Raw data.
********************

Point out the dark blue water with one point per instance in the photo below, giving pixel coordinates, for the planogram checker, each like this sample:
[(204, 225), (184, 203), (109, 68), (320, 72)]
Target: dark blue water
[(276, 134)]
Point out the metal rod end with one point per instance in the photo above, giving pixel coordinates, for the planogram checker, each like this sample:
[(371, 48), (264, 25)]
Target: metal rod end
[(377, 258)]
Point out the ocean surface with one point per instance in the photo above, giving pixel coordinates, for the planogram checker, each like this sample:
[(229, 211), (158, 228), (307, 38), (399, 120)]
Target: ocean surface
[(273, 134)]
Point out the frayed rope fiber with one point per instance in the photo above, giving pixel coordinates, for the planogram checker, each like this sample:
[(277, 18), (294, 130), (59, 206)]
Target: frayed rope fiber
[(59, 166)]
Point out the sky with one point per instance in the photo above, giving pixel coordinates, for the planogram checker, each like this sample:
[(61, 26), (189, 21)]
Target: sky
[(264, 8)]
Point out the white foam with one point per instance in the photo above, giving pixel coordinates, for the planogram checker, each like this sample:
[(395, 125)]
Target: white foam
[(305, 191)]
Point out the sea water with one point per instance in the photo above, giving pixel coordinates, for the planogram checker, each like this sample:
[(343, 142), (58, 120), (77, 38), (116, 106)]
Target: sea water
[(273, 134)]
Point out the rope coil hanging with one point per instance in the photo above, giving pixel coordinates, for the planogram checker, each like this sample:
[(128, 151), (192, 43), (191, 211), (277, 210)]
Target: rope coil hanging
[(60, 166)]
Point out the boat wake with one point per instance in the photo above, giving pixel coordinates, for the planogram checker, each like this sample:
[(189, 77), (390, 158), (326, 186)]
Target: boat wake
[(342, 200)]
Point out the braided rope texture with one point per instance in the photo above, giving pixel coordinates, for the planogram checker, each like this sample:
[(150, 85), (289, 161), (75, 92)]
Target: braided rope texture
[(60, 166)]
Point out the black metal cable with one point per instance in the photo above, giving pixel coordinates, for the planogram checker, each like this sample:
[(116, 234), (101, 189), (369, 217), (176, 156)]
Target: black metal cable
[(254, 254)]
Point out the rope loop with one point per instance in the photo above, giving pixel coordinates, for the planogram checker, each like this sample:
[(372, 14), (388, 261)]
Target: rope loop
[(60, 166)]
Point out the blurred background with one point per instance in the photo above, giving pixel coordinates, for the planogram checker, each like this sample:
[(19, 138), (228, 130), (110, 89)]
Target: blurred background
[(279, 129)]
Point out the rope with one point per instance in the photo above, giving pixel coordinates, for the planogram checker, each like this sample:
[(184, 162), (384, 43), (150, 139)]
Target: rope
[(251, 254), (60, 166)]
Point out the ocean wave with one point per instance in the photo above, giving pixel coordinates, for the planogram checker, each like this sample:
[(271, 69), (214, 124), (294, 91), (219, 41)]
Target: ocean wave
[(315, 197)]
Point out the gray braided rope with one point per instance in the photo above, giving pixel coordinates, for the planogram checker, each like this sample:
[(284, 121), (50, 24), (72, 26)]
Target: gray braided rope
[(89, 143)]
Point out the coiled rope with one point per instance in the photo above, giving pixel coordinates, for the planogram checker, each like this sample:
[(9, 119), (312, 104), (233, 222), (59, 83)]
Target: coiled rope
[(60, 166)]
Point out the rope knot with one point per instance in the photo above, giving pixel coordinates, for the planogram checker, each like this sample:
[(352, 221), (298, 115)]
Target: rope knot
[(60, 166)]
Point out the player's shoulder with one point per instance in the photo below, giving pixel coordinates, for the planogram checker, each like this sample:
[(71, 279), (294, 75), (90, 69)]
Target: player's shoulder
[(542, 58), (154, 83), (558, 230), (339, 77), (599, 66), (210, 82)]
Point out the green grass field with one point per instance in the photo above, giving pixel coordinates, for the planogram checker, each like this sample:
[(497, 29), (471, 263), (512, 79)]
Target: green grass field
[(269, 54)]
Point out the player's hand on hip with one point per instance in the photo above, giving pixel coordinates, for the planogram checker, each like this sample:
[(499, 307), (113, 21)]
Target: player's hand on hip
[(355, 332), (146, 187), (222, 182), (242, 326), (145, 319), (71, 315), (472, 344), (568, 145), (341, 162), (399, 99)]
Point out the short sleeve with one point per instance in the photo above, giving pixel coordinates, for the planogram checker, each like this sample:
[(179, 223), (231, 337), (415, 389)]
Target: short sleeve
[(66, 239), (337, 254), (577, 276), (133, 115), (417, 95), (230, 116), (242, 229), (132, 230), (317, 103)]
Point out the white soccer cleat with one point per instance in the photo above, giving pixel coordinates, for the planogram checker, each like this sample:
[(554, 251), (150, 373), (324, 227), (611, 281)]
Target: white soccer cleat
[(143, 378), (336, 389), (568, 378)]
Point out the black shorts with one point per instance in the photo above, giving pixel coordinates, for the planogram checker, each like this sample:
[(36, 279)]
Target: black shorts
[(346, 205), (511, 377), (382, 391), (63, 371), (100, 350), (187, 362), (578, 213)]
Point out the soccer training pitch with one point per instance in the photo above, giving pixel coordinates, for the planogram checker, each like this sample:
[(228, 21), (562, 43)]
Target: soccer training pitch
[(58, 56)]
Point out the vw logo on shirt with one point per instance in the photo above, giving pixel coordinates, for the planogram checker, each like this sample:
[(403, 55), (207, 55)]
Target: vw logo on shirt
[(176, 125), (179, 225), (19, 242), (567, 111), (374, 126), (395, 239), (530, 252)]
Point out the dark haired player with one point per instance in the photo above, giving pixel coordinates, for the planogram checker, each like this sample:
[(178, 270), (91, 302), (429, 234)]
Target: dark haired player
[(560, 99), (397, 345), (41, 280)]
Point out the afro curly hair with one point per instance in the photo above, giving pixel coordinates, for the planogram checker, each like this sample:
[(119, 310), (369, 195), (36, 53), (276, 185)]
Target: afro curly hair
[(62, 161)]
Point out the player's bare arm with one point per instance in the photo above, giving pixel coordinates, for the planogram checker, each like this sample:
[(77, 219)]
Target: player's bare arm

********************

Goal of the exercise. Please reproduce all of the material above, line for line, without changing a single character.

Output of the task.
Point out the dark blue water with one point per instance in the photo below, giving pixel coordinates, for the planogram checker, each like this sample:
[(204, 225), (184, 203), (109, 68), (320, 72)]
Target: dark blue water
[(276, 134)]
Point out the metal rod end with one point per instance in the photo above, giving pixel coordinates, for the planogram checker, each like this sample:
[(371, 48), (264, 25)]
Target: metal rod end
[(377, 258)]
Point out the ocean surface with one point per instance in the photo above, giving pixel coordinates, for the planogram checker, each like this sample:
[(229, 211), (158, 228), (307, 38), (399, 120)]
Target: ocean surface
[(273, 134)]
Point out the frayed rope fiber with one point per instance in the photo above, giving pixel coordinates, for the planogram checker, each like this sample:
[(277, 18), (294, 130), (59, 206)]
Target: frayed rope fiber
[(59, 166)]
Point out the sky with one point per instance in the photo above, giving pixel coordinates, for the planogram checker, each like this sample:
[(61, 26), (189, 21)]
Target: sky
[(264, 8)]
Point out the white foam with one point per instance in the photo above, giving pixel coordinates, for the planogram checker, each like this sample:
[(395, 125)]
Target: white foam
[(305, 191)]
Point out the sea water with one point per instance in the photo above, giving pixel coordinates, for the planogram checker, each like this sample:
[(343, 142), (58, 120), (77, 38), (116, 106)]
Target: sea water
[(273, 134)]
Point out the rope coil hanging with one point per instance in the photo above, giving pixel coordinates, for the planogram checker, each like this sample:
[(128, 151), (192, 43), (191, 211), (277, 210)]
Target: rope coil hanging
[(60, 166)]
Point out the boat wake with one point per instance in the photo above, giving pixel coordinates, for the planogram checker, each like this sample:
[(189, 77), (390, 158), (326, 186)]
Target: boat wake
[(342, 200)]
Point out the braided rope texture with one point per instance in the photo above, giving pixel coordinates, for the planogram checker, each like this sample:
[(150, 85), (289, 161), (75, 92)]
Target: braided rope texture
[(60, 166)]
Point out the black metal cable with one point per instance in the photo above, giving pixel coordinates, for the planogram checker, each like this sample:
[(116, 234), (101, 189), (369, 217), (176, 156)]
Target: black metal cable
[(254, 254)]
Point out the rope loop with one point per instance in the photo above, giving pixel coordinates, for the planogram checker, each like this sample:
[(372, 14), (388, 261)]
Target: rope loop
[(60, 166)]
Point out the blurred background with one point per instance in the photo above, giving pixel coordinates, for the planogram checker, each like this sample:
[(19, 138), (228, 130), (110, 89)]
Target: blurred background
[(279, 129)]
Point out the rope with one point per instance in the photo above, giving pixel coordinates, for the planogram checker, each like this sample:
[(184, 162), (384, 43), (150, 139)]
Target: rope
[(251, 254), (60, 166)]
Point out the ocean wave with one point per instance in the photo above, giving pixel coordinates, for the planogram checker, each like this sample:
[(271, 69), (214, 124), (294, 91), (219, 41)]
Target: ocean wave
[(315, 197)]
Point out the gray braided rope with one point per instance in the photo above, giving pixel coordinates, for the planogram checker, each like this sample:
[(284, 121), (50, 24), (72, 26)]
Target: gray braided rope
[(89, 143)]
Point out the coiled rope with one point per instance in the photo above, giving pixel coordinates, for the planogram checker, each like this sample:
[(9, 119), (312, 104), (233, 222), (59, 83)]
Target: coiled rope
[(60, 166)]
Point out the rope knot with one point per instance in the photo above, giving pixel coordinates, for the planogram checker, each like this sample:
[(352, 221), (298, 115)]
Target: rope knot
[(60, 166)]
Point out the player's shoulder with one point per instance in the photo below, giving pixel coordinates, for the planogram checker, each like this sample:
[(71, 279), (294, 75), (90, 69)]
Target: player's shoulder
[(542, 58), (154, 83), (558, 230), (339, 77), (599, 66), (210, 82)]
Point out the green grass field with one point per instance in the photo above, giving pixel coordinates, for the planogram checker, each like this sample:
[(497, 29), (471, 263), (512, 79)]
Target: green grass field
[(269, 54)]
Point out the player's hand on hip with one point per instance in the photo above, giving pixel coordinates, for the planogram checker, each like this sample:
[(499, 307), (113, 21)]
Target: player's hand on hip
[(355, 332), (146, 187), (222, 182), (242, 326), (145, 319), (71, 315), (472, 344), (568, 145), (341, 162), (399, 99)]
Point out the short sleeve with one point per instance in the photo above, giving pixel coordinates, for the planogram checker, each like this sample:
[(179, 223), (231, 337), (415, 389)]
Target: short sleeve
[(66, 239), (337, 254), (577, 276), (133, 115), (417, 95), (230, 116), (242, 229), (132, 230), (317, 103)]
Point out the white soccer cleat with one point per instance in the photo above, giving pixel coordinates, for the planogram checker, each like this sample:
[(554, 251), (150, 373), (324, 227), (611, 281)]
Target: white soccer cleat
[(143, 378), (336, 389), (568, 378)]
Point out the black shorts with one point per instance in the photo above, giving pixel coordinates, for the planogram checker, each like this sample:
[(36, 279)]
Target: black shorts
[(346, 205), (511, 377), (382, 391), (63, 371), (100, 350), (187, 362), (578, 213)]
Point out the soccer training pitch with one point per instance in the photo above, giving pixel coordinates, for the planogram checker, each like this sample:
[(228, 21), (562, 43)]
Target: soccer training pitch
[(58, 56)]
Point out the vw logo on shirt with one point per instance in the photo above, giving pixel coordinates, for the planogram checker, each like this sample:
[(403, 55), (207, 55)]
Target: vw logo on shirt
[(176, 125), (179, 225), (19, 242), (567, 111), (374, 126), (395, 239), (530, 252)]
Point out the dark haired player with one point per instance in the photo above, giving pixel coordinates, for the planogram checker, each like this sample:
[(178, 270), (91, 302), (429, 234)]
Target: dark haired player
[(560, 99), (397, 345), (41, 280)]
Point out the afro curly hair with one point per instance in the photo above, giving pixel coordinates, for the planogram checker, each like this sample:
[(119, 310), (369, 195), (36, 53), (276, 185)]
Target: afro curly hair
[(62, 161)]
Point out the player's bare arm with one point per instance in the photo above, giving pixel coordinates, for the planogram checker, each like this sample:
[(77, 219)]
Target: player's bare arm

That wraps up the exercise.